» **PAGE EXTRACT**:
Congratulations, It's A Girl cast and crew

A student short film shot entirely in Mandarin defied language barriers to emerge as the big winner at Toronto Film School’s 2024 Film Festival.

Congratulations, It’s a Girl! took home many of the top awards at the May 16 event, bringing home five of the six trophies it was nominated for – including Best Picture, Best Director and Best Screenplay awards for Han Liu, who shared the directing honours with Emery Woods, as well as the Best Cinematography prize for Karianne Taklo and the Best Film Editing award for Dantong Jia.

“Wow! My mind is kind of blank right now, but thank you for choosing me. It was kind of tough when I was first thinking to write a full Mandarin-speaking script in Canada, but thank you so much for liking it,” Liu said of the film, which follows a Chinese woman’s desperate struggle to hold onto her baby girl.

Cast and crew of Congratulations, It's a Girl on stage

“Most importantly, I really have to thank my teammates – they’re the reason why we won this award,” added Liu, who took to the stage four times to accept the awards on his own, as well as his crew members’, behalf. “I think what really makes a good film is having really wonderful people around you, because what do I know, except yelling ‘cut’ from the side?”

Congratulations, It’s a Girl! was just one of 37 students projects – including 28 short films, four documentaries and five music videos – that were screened at the prestigious TIFF Lightbox over the course of the 2024 TFS Film Festival.

» **THINGS TO DO**:
**1)** Recast the paragraph of the festival report that begins "Congratulations, It’s a Girl! took home" as a short bulleted list that keeps its main facts.
**2)** Write a continuation of the festival report, starting after its final sentence.
The lines that follow the festival report are not needed for any of the work here.

» **Entries for labeling object positions**:
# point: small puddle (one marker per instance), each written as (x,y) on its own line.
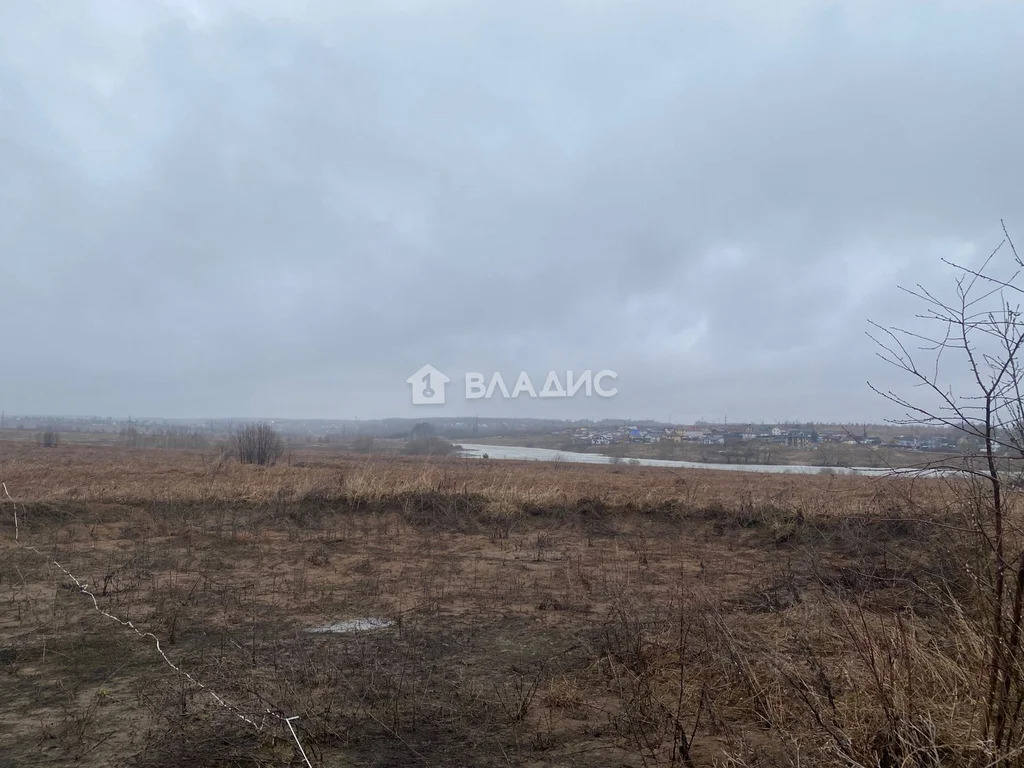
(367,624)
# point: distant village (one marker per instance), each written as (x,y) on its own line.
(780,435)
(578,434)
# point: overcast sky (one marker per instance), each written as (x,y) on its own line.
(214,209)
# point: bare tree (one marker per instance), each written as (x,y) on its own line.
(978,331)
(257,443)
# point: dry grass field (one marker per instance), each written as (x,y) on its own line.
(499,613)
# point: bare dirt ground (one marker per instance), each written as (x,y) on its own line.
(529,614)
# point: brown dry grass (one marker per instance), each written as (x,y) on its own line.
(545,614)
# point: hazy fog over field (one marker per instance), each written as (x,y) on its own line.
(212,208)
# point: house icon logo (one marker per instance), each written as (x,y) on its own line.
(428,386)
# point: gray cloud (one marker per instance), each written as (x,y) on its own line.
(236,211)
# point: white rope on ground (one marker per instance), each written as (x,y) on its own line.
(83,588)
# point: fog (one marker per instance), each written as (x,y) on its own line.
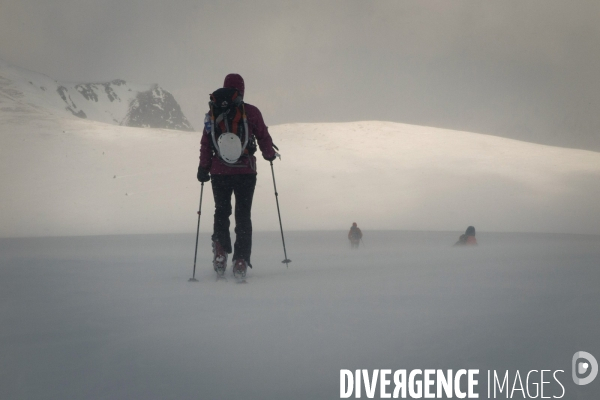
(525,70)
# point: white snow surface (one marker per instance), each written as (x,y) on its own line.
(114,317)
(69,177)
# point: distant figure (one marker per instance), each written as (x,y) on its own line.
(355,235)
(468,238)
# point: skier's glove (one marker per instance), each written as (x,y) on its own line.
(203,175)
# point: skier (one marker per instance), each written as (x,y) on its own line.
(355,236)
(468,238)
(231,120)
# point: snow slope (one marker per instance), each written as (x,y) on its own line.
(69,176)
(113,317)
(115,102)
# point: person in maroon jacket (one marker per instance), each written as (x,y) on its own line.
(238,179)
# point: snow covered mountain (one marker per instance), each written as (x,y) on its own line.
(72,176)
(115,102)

» **RESULTS FOR EACH TASK**:
**1)**
- Event: May 16 (Toronto Film School’s 2024 Film Festival)
- Result: Congratulations, It’s a Girl! won five of the six trophies it was nominated for
- Best Picture, Best Director and Best Screenplay: Han Liu, who shared the directing honors with Emery Woods
- Best Cinematography: Karianne Taklo
- Best Film Editing: Dantong Jia

**2)**
Following the nearly seven-hours of screenings, the daylong event culminated in the evening awards ceremony, during which Pinnacle Awards were handed out in 21 different categories.

Steven Hoffner

“Tonight’s winners will get an award that’s been around for a really long time: the Pinnacle. The Pinnacle symbolizes excellence in student filmmaking here at TFS – a height reached when perseverance meets excellence,” said Film Production Program Director Steven Hoffner, the award ceremony’s emcee.

“Take a moment to think about how important this moment is…I want everyone to really take in this whole experience, because it’s so important and I’m proud of everyone here.”

Here are some of the other award highlights of the night:

Karianne Taklo

Best Cinematography

Continuing Congratulations, It’s a Girl!’s hot streak was Karianne Taklo, who won the award for Best Cinematography in recognition of her expert hand in bringing that film’s story to life through the lens of her camera.

“Wow,” she said on stage, promising to keep her speech short and sweet. “I just want to thank Han (Liu) so much for trusting me to capture his film – and thank you so much again for giving me the chance. I love you guys!”

Kothai Srianganathan

Best Performance in a Drama

For the first time in its history, the TFS Film Festival did away with gendered awards in its performance categories – something Acting for Film, TV & the Theatre Program Director Hart Massey said he’s “really proud” of.

Bringing home the inaugural award for Best Performance in a Drama was Kothai Srianganathan for her performance in Kennedy Stevens’ Where I Left You –  a powerful story about the strength and beauty of female friendships, and the heartbreak of their endings.

“I just wanted to say thank you to everyone that’s here. This means a lot to me,” a nervous Srianganathan said on stage after accepting her award. “I would just like to thank Kennedy, because she gave me this wonderful opportunity to be in this film, so let’s give a round of applause for her. And I would also love to say thank you to my family and friends.”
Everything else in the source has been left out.